# Nikki and Nori



## koneko (Feb 24, 2003)

Nikki and Nori are my two spayed female cats. Nikki is my cuddly master huntress that adopted me when I was still in high school. We're not sure exactly how old she is, but she's at least 6 years old. Nori is my princess. She comes to me when I call her name even if my beast-master of a husband is petting her at the time. She is truely my cat whereas Nikki will be anyone's cat if only they'll pet her.










Here are Nikki and Nori having a cuddle nap on our bed.










This is Nikki trying to convince me to put the camera down and pet her. Sorry it's a little blurry. I was trying to keep Nikki looking at the camera by holding one of my arms out like I was about to pet her.










Here's a close-up of Nori's beautiful baby blues.


----------



## lexxie109 (Jan 20, 2003)

Your cats are beautiful! They look like they're best buds sleeping together in the first picture. I love Nori's blue eyes, their stunning.


----------



## Max&Ben (Feb 7, 2003)

[sigh] Max & Ben never sleep together like that. It's so sweeet.


----------



## koneko (Feb 24, 2003)

I caught them all on the bed at the same time a few hours ago! I wasn't going to post this pic because I've already posted so many, but I just can't resist...










- koneko


----------



## Max&Ben (Feb 7, 2003)

There is no such thing as "too many pictures" especially since you're only linking the pics here. Don't hesitate to post more. I am really enjoying all these great shots of your cats. 

....hey, we are all proud parents here!


----------



## lexxie109 (Jan 20, 2003)

So do I, there great pictures. Post more, your kitties are so cute!


----------
———
Which different usernames post in the thread about Nikki and Nori? The material after the thread about Nikki and Nori is separate from it.

**Data block:**
———
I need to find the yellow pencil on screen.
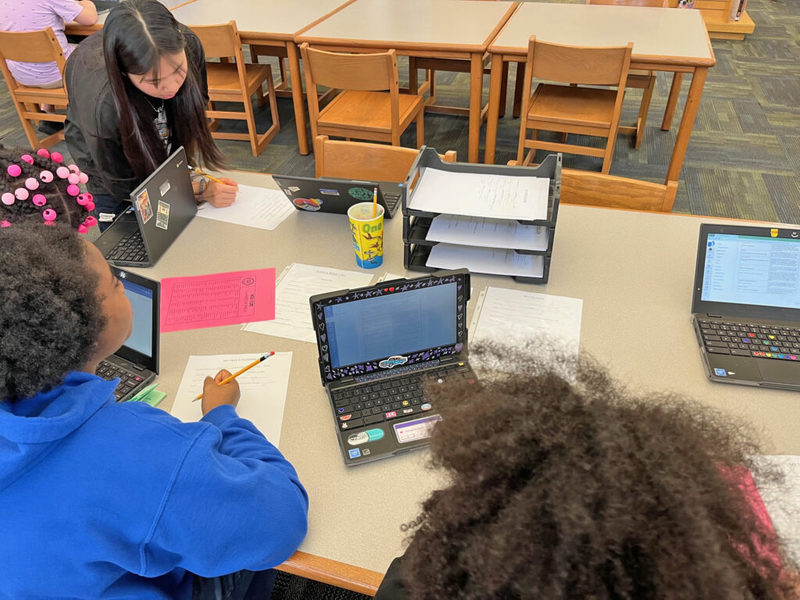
———
**Solution to this exercise:** koneko, lexxie109, Max&Ben